* _Work task_
Filter the data for "forearm" and copy matching lines.

* _Extracted records_
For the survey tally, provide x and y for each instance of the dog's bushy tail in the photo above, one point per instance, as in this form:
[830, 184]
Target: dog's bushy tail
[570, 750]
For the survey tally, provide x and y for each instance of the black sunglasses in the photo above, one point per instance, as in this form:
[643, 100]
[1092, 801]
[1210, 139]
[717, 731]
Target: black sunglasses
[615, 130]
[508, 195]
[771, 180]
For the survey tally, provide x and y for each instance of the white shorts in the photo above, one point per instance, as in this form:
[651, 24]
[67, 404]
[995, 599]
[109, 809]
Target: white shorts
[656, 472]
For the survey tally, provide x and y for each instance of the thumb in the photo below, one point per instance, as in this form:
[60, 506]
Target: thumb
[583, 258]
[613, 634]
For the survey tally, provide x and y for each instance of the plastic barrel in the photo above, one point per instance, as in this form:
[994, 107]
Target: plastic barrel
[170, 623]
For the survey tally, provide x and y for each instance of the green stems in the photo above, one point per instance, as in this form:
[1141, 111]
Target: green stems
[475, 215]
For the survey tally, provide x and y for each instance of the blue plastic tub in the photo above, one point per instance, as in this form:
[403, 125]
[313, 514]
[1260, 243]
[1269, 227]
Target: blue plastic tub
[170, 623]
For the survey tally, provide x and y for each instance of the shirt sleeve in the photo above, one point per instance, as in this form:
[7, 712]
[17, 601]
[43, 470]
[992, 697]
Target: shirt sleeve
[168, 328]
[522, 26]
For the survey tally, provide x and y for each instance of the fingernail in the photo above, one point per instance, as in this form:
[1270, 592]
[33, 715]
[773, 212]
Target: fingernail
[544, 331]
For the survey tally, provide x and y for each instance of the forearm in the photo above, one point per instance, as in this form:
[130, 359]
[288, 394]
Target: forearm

* _Task response_
For the survey tally, provide x and y for each instance of the forearm in the photo above, one point per instance, as in this form:
Target: forearm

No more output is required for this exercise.